| To be done |
Reproduce the data below word for word, leaving out the pictures.

| Input data |
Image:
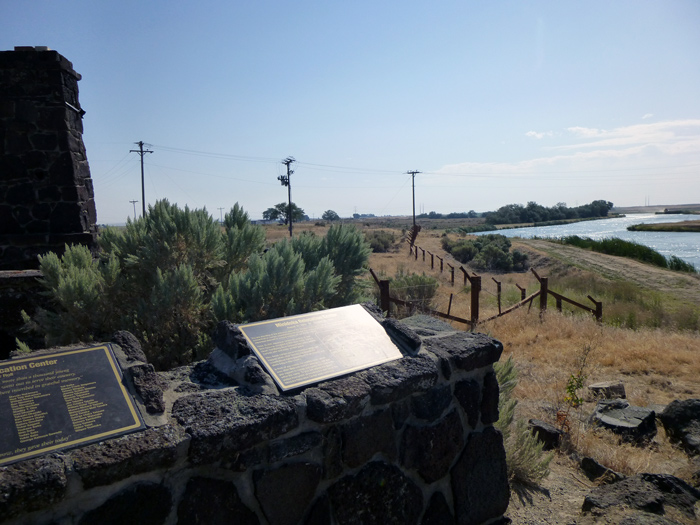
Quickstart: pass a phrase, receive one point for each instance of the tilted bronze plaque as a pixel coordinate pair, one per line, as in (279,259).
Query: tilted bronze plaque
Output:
(308,348)
(61,400)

| Exercise response |
Image:
Quickstart: pass a phrase, receive one point for each instance of the tilted bronze plaque as a pixel coordinate pair, one per line, as in (279,259).
Query: tilted bronze plaque
Output:
(308,348)
(61,400)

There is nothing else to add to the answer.